Source data
------------

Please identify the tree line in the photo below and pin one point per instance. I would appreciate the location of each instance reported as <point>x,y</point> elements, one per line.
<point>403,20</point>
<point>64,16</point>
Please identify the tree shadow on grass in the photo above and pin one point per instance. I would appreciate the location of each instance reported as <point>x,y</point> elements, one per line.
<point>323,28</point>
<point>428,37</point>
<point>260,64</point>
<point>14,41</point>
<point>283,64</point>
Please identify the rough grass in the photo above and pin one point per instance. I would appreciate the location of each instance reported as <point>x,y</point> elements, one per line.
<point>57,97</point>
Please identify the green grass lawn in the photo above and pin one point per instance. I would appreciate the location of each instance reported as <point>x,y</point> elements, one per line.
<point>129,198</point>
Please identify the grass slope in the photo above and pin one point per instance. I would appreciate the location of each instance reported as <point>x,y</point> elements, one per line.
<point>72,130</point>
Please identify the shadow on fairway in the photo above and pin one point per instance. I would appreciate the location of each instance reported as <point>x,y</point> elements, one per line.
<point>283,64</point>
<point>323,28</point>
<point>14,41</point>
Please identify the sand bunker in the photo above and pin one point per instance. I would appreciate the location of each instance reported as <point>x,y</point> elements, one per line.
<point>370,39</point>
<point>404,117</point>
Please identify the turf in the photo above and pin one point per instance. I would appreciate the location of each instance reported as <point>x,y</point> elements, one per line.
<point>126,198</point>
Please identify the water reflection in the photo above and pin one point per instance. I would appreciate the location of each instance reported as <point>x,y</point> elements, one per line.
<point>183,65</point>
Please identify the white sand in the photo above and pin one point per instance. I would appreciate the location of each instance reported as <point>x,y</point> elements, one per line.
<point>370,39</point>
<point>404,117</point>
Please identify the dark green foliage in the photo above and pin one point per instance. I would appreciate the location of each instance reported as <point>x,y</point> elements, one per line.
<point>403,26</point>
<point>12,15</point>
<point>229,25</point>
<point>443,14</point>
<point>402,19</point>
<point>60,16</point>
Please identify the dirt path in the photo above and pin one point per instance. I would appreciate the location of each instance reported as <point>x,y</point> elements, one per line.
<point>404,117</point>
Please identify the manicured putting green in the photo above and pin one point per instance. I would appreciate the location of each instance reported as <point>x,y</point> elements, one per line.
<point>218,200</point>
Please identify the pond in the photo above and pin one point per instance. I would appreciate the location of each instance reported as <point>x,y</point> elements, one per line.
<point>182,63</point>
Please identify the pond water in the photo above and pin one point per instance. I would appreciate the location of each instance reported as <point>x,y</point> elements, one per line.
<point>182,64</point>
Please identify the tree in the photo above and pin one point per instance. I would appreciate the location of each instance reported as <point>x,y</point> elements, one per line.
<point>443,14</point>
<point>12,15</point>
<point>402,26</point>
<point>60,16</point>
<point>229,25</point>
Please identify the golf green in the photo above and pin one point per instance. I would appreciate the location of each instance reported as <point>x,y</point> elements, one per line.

------------

Action item: Repeat the entries. Keep each one exactly as written.

Output below:
Please identify the tree line in the photo below and pin one point per instance. I would appreciate the location of each instance reported as <point>x,y</point> elements, one per line.
<point>403,20</point>
<point>64,16</point>
Please identify the tree shadow on grass in the photo above and pin one point per instance. I would appreciate the location of each instance reported as <point>x,y</point> elements, one per line.
<point>323,28</point>
<point>428,37</point>
<point>260,64</point>
<point>14,41</point>
<point>283,64</point>
Please identify the rough grass in the photo above and pin one point per instance. I would appreciate the location of each instance reported as <point>x,y</point> elements, one per line.
<point>57,97</point>
Please identify the green grass lawn in the photo above and pin one point per instance. I would appreciate the location of each instance reported as <point>x,y</point> elements, one per line.
<point>129,198</point>
Please identify the grass slope in the photo above and pin one point per instance. I would appreciate the location of each instance reported as <point>x,y</point> elements, one per line.
<point>72,130</point>
Please identify the shadow on fairway in the photo above and pin one point per instance. I would appreciate the location of each instance reported as <point>x,y</point> elements, one per line.
<point>283,64</point>
<point>323,28</point>
<point>14,41</point>
Please identify the sand bunker in the photo above and pin one point per instance. I would appreciate the location of each instance reported as <point>x,y</point> elements, one per line.
<point>370,39</point>
<point>404,117</point>
Please identify the turf in the photo above and pin one point per instance. I would appreciate the location of each instance reported as <point>x,y</point> elements, one per line.
<point>126,198</point>
Please identify the water reflection in the photo above and pin one point per instance. I would appreciate the location of each instance reported as <point>x,y</point> elements, one per line.
<point>183,65</point>
Please identify the white sand in the photo above and pin one point per instance. I would appreciate the location of each instance reported as <point>x,y</point> elements, one per line.
<point>370,39</point>
<point>404,117</point>
Please identify the dark green foliage in the photo above and pin one point per instance. I would appreciate the location of each instance reported as <point>x,y</point> elements, one per line.
<point>403,26</point>
<point>12,15</point>
<point>229,25</point>
<point>443,14</point>
<point>402,19</point>
<point>60,16</point>
Please identify the dirt path in the photo above and pin one point per instance. I would appreciate the location of each instance reported as <point>x,y</point> elements, one per line.
<point>404,117</point>
Please identify the manicured putting green in the photo above and pin one point per instance. I would appreciate the location of each instance reported as <point>x,y</point> elements, one per line.
<point>218,200</point>
Please identify the pond in the photo above and pin one point per instance. I would appreciate the location of each instance reported as <point>x,y</point> elements, one per line.
<point>182,63</point>
Please identify the pond water in the photo above and pin one point per instance. I would appreciate the location of each instance reported as <point>x,y</point> elements, one per line.
<point>182,64</point>
Please identify the tree in the photo above and pin one point per instance. I would appreciate the location of each instance reported as <point>x,y</point> elements, one per line.
<point>443,14</point>
<point>12,15</point>
<point>402,26</point>
<point>60,16</point>
<point>229,25</point>
Please identify the golf green in the photo above and pin one point per instance. I would appreciate the location of each instance reported as <point>x,y</point> elements, one per line.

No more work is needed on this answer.